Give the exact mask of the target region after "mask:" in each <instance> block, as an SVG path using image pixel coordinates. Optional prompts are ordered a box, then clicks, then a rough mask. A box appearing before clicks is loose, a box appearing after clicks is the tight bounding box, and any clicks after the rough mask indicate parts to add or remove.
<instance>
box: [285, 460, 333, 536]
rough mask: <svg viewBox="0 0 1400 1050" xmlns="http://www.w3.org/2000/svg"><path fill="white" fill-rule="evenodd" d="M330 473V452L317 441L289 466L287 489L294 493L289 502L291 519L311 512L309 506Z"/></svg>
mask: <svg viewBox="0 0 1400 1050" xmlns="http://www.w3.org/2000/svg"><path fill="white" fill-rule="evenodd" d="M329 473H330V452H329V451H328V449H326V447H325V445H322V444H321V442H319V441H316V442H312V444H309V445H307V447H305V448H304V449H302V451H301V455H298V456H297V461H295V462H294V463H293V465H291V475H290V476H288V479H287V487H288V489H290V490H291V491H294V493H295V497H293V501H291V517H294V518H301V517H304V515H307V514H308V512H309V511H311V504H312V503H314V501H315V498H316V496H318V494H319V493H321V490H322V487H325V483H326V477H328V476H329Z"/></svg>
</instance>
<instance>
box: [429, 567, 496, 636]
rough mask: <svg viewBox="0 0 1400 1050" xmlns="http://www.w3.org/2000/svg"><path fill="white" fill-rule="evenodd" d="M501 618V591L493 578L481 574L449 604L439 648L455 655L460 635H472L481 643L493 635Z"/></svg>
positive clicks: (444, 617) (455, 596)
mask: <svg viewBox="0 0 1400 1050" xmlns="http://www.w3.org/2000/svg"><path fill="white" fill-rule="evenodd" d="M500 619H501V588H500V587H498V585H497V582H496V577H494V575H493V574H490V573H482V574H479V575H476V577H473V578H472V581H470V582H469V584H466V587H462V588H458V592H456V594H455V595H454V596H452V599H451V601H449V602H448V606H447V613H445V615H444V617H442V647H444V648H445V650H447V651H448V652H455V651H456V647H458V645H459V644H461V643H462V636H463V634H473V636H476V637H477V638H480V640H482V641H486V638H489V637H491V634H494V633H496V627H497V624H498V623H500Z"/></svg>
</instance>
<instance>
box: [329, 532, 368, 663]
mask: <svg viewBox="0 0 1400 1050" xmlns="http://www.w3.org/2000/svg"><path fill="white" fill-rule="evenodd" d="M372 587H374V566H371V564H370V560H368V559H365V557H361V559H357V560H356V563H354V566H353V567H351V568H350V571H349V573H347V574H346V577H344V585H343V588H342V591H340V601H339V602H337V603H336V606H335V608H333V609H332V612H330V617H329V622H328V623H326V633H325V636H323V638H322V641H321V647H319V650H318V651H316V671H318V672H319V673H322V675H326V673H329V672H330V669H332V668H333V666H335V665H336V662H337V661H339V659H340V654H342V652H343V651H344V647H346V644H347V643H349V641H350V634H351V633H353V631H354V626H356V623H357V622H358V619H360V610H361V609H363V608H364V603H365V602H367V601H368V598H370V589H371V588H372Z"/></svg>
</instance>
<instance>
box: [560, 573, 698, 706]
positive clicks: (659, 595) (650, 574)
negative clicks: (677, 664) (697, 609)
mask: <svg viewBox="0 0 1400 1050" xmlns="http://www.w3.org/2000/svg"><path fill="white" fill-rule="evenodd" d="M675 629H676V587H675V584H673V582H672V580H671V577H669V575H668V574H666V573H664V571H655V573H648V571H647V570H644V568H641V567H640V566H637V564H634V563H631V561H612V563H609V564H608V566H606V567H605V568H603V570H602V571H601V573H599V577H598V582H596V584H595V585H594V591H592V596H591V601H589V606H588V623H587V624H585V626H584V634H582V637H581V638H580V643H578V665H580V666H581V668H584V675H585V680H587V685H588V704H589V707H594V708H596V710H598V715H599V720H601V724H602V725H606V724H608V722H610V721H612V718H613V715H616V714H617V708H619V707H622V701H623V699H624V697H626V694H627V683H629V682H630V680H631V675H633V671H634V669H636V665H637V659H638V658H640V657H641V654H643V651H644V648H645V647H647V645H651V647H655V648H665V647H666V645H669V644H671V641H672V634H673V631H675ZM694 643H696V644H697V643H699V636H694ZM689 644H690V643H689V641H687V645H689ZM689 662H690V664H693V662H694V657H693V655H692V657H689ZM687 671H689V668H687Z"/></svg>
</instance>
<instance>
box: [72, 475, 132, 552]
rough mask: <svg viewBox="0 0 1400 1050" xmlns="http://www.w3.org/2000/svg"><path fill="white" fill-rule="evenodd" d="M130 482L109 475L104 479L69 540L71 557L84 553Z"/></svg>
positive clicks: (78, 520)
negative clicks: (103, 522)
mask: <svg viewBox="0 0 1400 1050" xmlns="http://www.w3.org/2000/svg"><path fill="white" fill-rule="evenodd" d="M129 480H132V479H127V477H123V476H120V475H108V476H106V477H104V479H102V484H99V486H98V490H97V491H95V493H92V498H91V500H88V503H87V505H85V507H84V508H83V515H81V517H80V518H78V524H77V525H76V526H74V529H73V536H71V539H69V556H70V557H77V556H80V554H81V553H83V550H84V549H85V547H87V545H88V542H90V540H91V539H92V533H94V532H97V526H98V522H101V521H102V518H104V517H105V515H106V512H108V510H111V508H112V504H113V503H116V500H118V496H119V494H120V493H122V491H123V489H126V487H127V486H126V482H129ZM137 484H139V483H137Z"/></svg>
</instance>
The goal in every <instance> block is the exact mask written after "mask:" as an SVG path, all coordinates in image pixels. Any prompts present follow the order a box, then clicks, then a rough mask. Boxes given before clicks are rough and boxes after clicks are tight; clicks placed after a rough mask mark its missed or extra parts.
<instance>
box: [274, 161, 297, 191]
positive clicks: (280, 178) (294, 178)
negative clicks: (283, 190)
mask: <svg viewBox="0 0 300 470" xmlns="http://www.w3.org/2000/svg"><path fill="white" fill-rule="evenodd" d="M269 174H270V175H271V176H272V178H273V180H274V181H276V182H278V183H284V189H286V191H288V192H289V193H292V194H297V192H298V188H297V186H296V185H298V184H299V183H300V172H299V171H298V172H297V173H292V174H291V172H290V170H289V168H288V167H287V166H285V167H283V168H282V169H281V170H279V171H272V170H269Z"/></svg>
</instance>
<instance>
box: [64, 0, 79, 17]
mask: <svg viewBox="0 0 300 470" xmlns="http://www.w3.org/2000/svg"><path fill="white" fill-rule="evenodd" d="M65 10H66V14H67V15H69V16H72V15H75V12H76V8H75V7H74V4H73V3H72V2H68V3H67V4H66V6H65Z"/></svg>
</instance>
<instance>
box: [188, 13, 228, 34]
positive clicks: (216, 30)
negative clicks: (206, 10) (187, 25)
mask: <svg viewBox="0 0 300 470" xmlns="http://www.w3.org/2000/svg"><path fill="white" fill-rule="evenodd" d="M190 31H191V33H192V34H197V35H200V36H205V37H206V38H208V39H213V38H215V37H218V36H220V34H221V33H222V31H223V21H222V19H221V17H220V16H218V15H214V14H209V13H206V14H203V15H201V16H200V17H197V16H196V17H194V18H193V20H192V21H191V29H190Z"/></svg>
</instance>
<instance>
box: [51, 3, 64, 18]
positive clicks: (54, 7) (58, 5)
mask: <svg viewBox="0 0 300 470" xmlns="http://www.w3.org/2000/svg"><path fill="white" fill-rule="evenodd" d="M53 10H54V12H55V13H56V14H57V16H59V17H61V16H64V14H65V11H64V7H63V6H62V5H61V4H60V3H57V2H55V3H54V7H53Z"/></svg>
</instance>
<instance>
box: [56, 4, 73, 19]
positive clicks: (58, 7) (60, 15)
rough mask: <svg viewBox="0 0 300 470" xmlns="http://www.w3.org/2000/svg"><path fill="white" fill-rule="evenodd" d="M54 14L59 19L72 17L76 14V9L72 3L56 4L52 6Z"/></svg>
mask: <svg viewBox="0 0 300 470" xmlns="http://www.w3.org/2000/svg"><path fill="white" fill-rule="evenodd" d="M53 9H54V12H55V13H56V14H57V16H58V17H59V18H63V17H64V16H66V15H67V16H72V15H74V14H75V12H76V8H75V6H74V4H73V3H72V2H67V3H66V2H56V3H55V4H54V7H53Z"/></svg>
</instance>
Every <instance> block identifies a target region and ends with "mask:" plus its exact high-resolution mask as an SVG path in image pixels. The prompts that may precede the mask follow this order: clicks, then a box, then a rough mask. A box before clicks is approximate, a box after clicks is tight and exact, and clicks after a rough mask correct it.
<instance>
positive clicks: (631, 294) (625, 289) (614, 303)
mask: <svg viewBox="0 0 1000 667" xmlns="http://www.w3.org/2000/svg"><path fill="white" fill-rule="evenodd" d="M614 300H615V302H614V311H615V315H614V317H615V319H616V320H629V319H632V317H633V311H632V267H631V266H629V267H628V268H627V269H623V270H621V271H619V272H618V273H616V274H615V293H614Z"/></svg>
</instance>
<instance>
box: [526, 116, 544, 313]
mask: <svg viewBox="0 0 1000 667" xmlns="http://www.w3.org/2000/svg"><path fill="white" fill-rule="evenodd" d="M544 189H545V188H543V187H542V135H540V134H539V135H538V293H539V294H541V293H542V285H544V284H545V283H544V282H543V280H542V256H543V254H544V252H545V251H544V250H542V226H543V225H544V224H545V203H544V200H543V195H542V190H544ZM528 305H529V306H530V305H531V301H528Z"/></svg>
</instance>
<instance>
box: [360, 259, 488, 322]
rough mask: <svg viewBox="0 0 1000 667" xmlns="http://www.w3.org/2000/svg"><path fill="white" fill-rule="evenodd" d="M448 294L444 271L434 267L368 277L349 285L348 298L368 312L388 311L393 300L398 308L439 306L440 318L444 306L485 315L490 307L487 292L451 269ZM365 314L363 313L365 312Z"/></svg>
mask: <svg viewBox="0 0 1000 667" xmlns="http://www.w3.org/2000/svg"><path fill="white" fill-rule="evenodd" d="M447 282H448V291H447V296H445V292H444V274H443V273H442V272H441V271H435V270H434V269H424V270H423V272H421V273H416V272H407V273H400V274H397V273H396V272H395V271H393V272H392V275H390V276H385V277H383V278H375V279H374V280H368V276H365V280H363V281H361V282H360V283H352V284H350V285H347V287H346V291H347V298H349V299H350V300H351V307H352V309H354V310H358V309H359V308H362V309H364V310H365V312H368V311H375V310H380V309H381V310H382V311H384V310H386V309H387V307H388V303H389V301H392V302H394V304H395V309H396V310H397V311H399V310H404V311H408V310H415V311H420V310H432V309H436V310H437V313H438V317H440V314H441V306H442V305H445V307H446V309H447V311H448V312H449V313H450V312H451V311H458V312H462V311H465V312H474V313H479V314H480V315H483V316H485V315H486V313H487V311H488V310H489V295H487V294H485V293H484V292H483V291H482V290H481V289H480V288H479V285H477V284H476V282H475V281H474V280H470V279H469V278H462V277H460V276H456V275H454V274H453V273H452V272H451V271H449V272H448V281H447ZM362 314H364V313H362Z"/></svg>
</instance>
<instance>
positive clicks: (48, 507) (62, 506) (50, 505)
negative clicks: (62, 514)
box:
☆ ☆ ☆ ☆ ☆ ☆ ☆
Aim of the task →
Establish how many lines of the material above hold the word "follow". Nothing but the count should be returned.

Response area →
2